* What you are asked to do *
Return the run of lines below that opens with the line containing "Target: white shed wall" and closes with the line containing "column 1115, row 404", keeping each one exact.

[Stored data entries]
|---|

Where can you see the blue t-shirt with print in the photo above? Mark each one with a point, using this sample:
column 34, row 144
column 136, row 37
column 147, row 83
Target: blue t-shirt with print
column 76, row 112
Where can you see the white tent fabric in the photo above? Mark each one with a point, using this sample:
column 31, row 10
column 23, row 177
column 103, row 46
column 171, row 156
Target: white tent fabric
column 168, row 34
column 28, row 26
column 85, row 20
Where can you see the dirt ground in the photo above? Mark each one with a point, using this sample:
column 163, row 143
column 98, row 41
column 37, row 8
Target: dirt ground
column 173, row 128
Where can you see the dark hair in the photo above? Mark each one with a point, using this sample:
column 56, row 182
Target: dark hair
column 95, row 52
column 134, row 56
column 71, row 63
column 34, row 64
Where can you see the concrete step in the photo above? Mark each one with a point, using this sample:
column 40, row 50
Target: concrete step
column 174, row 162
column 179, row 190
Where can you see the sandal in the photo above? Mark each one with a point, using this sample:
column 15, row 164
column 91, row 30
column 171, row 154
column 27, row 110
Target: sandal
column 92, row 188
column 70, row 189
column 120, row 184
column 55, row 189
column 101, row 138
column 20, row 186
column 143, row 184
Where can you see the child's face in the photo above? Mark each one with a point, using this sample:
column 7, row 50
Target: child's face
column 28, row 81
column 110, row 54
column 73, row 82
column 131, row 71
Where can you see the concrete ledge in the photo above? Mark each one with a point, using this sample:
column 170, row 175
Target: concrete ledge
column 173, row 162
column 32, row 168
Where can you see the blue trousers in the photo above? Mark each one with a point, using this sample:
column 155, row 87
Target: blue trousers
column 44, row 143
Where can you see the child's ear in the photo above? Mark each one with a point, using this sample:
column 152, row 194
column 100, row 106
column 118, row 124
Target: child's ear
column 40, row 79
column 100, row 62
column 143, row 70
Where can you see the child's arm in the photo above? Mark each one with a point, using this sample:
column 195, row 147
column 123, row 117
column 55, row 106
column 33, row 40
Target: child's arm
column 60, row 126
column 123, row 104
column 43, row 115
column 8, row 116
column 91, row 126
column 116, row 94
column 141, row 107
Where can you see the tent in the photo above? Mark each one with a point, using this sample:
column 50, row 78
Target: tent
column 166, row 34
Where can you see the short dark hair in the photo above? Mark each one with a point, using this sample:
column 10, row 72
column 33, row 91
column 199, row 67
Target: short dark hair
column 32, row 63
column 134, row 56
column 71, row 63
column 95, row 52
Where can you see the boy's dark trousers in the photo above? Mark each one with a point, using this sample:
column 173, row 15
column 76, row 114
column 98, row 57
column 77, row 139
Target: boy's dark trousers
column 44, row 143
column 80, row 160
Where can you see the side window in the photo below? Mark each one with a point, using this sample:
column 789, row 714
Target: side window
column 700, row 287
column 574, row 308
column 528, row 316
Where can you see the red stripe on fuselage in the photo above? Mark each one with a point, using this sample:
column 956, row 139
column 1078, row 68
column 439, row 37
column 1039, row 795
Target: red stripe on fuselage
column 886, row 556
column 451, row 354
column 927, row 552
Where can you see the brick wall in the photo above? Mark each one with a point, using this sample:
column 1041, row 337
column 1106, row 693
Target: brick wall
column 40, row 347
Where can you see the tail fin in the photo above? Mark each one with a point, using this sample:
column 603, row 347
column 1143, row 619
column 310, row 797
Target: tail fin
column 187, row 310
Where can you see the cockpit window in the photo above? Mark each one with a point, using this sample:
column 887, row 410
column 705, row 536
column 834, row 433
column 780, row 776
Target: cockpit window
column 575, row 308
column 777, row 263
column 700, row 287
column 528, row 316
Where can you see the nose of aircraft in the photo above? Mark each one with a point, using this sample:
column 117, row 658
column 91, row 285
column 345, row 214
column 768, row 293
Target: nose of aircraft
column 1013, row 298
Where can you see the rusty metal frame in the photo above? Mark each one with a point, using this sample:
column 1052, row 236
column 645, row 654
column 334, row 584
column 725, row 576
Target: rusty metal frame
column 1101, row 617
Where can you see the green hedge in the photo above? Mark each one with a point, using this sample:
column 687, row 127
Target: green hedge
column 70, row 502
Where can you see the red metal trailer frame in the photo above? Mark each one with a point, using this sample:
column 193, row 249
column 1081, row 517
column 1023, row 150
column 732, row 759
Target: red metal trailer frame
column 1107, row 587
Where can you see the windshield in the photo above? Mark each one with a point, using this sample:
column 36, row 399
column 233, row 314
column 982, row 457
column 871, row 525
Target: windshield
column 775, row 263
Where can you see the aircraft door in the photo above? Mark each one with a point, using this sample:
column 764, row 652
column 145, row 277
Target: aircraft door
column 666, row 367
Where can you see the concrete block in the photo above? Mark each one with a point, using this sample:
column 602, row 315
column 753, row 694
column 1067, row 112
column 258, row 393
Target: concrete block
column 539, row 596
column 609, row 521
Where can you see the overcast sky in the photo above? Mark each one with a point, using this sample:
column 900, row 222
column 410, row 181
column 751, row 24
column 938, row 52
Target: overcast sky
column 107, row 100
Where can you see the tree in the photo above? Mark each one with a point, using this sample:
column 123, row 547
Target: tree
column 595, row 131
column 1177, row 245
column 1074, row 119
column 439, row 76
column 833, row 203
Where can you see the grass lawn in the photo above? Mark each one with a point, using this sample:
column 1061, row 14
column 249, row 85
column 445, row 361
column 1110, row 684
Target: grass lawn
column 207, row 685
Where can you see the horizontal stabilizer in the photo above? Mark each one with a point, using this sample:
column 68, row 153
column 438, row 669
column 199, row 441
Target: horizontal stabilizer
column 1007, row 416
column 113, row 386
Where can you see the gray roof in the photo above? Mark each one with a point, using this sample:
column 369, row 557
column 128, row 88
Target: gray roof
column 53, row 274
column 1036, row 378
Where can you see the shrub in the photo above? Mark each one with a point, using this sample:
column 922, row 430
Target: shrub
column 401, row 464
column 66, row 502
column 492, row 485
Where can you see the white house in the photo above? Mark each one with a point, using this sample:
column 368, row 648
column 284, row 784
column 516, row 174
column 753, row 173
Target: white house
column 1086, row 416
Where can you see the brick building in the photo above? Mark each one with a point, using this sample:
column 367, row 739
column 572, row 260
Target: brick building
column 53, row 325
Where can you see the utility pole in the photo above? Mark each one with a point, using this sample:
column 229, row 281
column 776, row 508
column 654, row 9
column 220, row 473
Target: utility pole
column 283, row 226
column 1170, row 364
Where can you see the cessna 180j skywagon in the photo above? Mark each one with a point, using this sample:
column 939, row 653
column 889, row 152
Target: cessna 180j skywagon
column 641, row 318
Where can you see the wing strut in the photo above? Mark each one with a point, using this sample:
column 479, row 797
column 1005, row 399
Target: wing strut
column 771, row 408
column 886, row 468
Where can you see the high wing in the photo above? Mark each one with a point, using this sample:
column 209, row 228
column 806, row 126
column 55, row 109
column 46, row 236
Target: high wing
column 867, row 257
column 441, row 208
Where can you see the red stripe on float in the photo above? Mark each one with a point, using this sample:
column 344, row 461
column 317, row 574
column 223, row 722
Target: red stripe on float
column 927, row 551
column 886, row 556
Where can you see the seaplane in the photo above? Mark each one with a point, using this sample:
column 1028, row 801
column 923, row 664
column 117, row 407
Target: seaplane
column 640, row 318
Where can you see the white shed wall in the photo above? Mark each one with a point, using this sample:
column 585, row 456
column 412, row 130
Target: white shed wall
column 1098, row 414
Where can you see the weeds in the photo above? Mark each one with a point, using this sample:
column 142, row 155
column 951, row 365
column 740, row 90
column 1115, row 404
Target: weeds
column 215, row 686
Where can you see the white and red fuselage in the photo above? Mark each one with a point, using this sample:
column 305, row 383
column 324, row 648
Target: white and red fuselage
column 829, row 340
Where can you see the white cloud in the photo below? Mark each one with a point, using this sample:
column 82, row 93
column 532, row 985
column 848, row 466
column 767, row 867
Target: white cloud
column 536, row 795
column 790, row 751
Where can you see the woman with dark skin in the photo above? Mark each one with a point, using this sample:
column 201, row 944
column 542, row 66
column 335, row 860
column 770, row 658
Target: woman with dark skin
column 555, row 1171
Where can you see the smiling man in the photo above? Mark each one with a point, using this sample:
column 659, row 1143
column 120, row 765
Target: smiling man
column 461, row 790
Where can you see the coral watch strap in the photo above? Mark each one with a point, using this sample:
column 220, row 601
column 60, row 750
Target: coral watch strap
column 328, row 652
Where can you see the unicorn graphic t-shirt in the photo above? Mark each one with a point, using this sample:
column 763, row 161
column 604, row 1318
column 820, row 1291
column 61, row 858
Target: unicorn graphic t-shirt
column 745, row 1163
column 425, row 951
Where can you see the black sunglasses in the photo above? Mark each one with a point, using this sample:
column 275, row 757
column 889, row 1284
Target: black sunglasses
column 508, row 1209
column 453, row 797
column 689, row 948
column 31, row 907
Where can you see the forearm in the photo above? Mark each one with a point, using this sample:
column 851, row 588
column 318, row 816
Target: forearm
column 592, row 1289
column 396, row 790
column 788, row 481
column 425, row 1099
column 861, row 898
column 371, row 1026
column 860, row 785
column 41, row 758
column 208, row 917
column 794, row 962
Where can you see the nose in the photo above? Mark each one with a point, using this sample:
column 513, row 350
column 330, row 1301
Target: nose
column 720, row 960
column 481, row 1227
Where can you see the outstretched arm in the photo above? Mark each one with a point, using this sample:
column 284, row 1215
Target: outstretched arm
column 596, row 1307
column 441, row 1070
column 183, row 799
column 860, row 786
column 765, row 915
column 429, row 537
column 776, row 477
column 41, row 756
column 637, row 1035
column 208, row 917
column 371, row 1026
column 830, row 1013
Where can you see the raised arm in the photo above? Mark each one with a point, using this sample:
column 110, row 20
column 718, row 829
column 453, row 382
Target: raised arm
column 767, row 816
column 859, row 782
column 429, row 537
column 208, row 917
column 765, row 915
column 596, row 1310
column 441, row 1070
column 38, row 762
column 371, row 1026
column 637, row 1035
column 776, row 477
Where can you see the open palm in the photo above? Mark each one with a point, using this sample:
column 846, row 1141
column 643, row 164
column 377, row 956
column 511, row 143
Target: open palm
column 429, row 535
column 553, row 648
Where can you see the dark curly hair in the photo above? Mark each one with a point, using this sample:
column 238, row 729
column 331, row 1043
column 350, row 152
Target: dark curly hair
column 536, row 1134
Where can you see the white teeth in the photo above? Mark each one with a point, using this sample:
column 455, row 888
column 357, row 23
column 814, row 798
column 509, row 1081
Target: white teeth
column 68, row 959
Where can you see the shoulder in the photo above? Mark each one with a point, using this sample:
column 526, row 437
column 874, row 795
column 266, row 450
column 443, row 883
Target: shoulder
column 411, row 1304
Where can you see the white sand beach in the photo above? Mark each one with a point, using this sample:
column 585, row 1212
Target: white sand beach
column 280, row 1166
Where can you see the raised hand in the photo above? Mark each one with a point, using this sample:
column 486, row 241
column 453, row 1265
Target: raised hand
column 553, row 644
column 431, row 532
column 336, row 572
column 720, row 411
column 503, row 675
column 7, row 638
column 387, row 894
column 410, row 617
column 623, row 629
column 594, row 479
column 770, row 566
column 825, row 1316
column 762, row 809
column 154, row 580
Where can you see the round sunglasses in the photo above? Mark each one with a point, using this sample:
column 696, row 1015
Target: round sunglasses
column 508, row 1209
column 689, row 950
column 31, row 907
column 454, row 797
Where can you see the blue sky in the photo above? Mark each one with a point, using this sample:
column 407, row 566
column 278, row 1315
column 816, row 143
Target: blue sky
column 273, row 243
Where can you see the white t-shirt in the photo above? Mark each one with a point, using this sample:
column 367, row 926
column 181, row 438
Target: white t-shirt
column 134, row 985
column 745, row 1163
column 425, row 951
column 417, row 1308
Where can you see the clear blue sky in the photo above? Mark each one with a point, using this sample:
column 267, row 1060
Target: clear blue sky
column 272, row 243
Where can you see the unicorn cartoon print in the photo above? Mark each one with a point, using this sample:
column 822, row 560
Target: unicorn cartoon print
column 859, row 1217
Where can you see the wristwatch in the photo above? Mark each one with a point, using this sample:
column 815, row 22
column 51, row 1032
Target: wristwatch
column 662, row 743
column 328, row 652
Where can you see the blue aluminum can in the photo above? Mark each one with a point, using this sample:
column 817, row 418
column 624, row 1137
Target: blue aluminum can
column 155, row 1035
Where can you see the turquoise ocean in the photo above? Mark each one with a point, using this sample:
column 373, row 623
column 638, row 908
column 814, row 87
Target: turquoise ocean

|---|

* Exercise answer *
Target: white shed wall
column 1098, row 414
Where can you see the weeds in the photo above? Mark each one with a point, using this sample:
column 142, row 155
column 951, row 365
column 740, row 90
column 1115, row 404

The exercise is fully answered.